* [ZU BEARBEITENDE AUFGABEN]
**1.** Beantworte diese Fragen zum Text über Kinder und digitale Medien:
(a) Wie viel Prozent gaben an, dass ihnen ständiges Online-Sein Stress verursache?
(b) Welchen Vorteil hat die „Handy-Garage“ nachts?
(c) Was imitiert der Blau-Anteil des Handy-Bildschirms?
**2.** Gib aus dem Text über Kinder und digitale Medien den Abschnitt von „Grundsätzlich ginge es“ bis einschließlich „in der Nacht.“ wortgetreu zurück.

* [VORLIEGENDER TEXT]
■ ■ ■ ■
Weiter forderte Grund, den Kindern auch Gelassenheit beizubringen. Gut ein Fünftel (21 Prozent) gab an, dass ihnen „immer ,on‘ zu sein“ Stress verursache. Grund: „Die Kinder müssen lernen, die Erwartungshaltung der anderen nicht ständig erfüllen zu müssen!“ Die Krux bei den Social Media liege darin, dass jeder in nur wenigen Sekunden lernen könne, wie Whatsapp, Snapchat & Co. funktioniert, „wie man anderen gegenüber Respekt zollt, ist dagegen eine ganz andere Sache.“

Grundsätzlich ginge es beim vernünftigen Umgang mit den digitalen Medien darum, die Kinder möglichst früh in den Reflexionsprozess miteinzubeziehen, zum Beispiel mit der „Handy-Garage“. Nachts hätte diese auch den Vorteil, dass das Handy nicht direkt neben dem Kind aufbewahrt wird. Denn abgesehen von der Gefahr des ständigen „Lunzens“ nach einer neu hereingekommenen Nachricht halte der Blau-Anteil des leuchtenden Handy-Bildschirms die Kinder auch vom Schlafen ab. Der Blau-Anteil imitiert das Sonnenlicht und sorgt mittels Melatonin-Ausschüttung des Körpers für das Wachbleiben in der Nacht.
■ ■ ■ ■
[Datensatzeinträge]
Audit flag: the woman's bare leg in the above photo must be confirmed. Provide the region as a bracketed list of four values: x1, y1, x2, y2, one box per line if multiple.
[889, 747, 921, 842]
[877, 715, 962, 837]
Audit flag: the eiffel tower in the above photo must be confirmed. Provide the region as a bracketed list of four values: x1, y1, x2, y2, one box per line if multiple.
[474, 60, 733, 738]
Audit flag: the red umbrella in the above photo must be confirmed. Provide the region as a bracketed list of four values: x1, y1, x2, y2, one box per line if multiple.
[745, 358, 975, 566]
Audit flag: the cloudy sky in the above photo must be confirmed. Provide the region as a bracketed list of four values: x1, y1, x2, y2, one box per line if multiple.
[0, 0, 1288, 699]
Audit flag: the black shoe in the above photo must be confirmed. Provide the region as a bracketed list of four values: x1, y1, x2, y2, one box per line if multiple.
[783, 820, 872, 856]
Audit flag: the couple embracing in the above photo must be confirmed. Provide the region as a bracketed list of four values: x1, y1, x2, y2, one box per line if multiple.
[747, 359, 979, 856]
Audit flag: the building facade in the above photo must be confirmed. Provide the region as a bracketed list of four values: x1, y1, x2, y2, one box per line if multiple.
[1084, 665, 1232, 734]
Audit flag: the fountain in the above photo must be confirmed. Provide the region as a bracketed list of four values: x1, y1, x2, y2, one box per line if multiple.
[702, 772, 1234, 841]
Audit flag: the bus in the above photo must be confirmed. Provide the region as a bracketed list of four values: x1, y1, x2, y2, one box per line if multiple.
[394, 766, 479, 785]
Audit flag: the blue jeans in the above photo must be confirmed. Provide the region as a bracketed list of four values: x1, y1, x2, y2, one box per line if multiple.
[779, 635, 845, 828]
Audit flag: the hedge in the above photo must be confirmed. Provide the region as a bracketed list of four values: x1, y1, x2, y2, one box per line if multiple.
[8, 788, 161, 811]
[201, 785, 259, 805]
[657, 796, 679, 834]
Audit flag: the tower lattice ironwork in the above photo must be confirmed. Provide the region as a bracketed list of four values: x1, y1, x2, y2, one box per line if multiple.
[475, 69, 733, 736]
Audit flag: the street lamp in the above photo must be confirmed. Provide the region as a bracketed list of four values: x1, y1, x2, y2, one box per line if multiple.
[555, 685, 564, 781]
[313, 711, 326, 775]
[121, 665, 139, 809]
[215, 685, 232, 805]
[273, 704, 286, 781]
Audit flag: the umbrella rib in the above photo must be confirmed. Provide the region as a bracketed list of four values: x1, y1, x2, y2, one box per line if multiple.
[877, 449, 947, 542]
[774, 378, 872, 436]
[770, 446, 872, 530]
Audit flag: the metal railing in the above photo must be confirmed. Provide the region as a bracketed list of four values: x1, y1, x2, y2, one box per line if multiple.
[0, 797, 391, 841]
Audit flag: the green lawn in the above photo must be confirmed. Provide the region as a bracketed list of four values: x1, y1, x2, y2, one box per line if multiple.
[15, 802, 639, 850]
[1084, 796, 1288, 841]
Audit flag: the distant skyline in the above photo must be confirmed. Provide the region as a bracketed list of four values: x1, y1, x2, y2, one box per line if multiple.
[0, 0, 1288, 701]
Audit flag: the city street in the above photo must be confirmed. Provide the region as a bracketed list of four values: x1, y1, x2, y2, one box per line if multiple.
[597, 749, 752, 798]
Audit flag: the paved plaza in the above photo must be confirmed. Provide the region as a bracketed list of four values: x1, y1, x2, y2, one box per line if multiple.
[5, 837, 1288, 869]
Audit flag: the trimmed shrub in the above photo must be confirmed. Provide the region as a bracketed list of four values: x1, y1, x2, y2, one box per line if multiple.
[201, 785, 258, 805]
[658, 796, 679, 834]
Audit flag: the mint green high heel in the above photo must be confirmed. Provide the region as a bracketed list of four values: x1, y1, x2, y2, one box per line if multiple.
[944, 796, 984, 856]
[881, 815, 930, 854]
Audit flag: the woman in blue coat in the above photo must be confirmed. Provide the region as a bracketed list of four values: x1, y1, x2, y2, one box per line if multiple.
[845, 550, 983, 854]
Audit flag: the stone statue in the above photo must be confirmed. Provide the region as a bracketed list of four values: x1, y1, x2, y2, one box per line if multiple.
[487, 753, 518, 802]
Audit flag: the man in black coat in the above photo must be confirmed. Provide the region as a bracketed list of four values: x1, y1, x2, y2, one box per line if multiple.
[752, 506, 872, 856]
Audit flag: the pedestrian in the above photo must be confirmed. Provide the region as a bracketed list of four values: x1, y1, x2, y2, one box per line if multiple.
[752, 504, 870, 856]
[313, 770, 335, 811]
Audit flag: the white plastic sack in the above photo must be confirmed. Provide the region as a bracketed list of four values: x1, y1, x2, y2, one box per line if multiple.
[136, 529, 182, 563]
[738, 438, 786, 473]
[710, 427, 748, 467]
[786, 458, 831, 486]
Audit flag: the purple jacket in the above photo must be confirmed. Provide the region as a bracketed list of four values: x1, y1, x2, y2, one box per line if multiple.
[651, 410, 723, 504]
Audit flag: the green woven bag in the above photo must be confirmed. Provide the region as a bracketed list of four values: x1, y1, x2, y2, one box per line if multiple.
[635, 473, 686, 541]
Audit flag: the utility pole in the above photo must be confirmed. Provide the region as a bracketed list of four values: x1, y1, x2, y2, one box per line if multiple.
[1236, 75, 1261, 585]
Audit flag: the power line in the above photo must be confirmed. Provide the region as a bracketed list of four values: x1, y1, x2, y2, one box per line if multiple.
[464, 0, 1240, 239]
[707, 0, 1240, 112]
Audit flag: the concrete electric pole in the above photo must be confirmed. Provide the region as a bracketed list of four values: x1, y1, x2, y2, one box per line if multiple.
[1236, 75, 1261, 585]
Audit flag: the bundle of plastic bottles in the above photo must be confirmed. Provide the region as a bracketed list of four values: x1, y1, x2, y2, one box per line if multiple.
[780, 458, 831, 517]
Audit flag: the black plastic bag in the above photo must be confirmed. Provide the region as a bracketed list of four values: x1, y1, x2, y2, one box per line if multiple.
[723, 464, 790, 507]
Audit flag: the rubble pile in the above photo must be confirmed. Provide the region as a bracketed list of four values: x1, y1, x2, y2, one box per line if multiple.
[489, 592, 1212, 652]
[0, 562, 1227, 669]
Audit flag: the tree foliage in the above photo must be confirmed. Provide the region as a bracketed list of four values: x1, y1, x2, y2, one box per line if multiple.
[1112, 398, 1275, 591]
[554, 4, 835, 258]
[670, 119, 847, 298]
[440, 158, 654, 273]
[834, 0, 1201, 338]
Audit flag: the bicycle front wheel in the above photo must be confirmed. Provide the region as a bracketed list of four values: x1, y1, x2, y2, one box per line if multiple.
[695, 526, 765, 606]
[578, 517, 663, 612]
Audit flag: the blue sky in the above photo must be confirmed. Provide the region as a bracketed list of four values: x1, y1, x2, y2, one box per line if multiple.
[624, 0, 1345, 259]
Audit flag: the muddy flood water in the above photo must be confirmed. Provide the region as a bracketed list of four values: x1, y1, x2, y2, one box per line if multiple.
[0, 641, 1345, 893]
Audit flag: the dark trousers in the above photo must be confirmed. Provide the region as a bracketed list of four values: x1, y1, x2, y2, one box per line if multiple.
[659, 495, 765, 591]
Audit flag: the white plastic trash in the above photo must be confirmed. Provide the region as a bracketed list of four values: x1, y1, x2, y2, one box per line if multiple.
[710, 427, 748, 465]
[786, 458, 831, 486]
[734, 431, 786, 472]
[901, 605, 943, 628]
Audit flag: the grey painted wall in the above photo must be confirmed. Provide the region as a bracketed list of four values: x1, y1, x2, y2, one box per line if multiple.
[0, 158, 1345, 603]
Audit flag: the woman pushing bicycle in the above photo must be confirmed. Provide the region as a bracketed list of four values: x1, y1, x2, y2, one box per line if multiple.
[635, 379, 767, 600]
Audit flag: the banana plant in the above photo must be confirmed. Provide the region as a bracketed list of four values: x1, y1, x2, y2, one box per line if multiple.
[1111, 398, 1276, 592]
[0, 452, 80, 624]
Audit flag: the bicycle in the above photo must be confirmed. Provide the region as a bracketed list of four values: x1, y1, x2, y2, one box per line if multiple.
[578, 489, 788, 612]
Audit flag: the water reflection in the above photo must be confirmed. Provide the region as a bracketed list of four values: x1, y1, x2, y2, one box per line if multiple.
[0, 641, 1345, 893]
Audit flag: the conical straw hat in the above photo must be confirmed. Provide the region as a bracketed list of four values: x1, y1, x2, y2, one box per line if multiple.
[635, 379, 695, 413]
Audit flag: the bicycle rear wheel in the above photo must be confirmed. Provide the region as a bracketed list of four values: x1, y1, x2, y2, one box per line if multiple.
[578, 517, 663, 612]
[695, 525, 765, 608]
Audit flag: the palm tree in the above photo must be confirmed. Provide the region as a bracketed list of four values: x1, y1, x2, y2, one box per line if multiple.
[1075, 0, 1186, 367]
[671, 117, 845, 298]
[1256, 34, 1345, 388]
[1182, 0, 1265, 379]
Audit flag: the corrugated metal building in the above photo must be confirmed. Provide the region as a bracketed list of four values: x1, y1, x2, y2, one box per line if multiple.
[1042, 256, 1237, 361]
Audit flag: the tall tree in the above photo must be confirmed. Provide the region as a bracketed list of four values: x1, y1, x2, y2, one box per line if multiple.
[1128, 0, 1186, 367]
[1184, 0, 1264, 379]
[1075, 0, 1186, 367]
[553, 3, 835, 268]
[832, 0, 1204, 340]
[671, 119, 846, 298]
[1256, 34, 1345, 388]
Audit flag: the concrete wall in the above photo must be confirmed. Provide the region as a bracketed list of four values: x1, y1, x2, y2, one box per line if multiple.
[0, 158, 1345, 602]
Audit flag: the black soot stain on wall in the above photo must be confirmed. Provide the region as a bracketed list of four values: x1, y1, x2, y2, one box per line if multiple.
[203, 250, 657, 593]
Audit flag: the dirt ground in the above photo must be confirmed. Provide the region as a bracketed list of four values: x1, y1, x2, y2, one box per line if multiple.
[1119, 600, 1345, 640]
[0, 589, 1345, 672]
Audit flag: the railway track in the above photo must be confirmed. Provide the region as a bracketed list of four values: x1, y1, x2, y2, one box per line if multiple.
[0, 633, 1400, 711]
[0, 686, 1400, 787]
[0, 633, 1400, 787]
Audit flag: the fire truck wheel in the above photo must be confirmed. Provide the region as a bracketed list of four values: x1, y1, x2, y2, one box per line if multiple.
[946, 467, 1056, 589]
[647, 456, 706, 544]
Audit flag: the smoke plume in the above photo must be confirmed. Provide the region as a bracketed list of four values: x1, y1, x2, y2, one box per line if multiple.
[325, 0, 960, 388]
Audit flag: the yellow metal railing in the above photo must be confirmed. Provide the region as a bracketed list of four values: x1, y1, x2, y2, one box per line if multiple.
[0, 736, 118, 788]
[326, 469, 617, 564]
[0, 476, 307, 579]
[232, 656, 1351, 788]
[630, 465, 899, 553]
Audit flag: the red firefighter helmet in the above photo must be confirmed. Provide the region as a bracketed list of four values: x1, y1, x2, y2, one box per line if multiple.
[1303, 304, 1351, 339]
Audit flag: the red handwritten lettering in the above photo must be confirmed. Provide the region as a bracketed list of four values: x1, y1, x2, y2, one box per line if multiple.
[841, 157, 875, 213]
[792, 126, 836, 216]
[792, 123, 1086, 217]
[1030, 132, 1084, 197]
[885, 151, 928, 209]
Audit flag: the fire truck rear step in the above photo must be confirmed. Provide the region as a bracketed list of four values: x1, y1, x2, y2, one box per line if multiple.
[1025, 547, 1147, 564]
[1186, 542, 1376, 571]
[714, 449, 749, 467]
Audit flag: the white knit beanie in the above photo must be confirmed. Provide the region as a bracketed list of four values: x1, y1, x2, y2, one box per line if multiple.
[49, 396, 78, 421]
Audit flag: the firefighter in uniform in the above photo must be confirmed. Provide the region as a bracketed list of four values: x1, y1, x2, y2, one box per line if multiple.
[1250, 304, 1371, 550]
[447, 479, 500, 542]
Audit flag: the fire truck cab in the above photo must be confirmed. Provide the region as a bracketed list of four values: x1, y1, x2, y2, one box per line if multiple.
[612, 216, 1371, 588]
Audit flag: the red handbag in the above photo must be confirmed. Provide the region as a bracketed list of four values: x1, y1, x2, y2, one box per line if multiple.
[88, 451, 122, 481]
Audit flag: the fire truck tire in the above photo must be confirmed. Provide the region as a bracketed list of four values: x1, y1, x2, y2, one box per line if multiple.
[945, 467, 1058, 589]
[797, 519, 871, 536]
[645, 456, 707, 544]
■ ■ ■ ■
* [LÖSUNGEN]
**1.**
(a) 21 Prozent, also gut ein Fünftel.
(b) Das Handy wird nicht direkt neben dem Kind aufbewahrt.
(c) Das Sonnenlicht.

**2.**
Grundsätzlich ginge es beim vernünftigen Umgang mit den digitalen Medien darum, die Kinder möglichst früh in den Reflexionsprozess miteinzubeziehen, zum Beispiel mit der „Handy-Garage“. Nachts hätte diese auch den Vorteil, dass das Handy nicht direkt neben dem Kind aufbewahrt wird. Denn abgesehen von der Gefahr des ständigen „Lunzens“ nach einer neu hereingekommenen Nachricht halte der Blau-Anteil des leuchtenden Handy-Bildschirms die Kinder auch vom Schlafen ab. Der Blau-Anteil imitiert das Sonnenlicht und sorgt mittels Melatonin-Ausschüttung des Körpers für das Wachbleiben in der Nacht.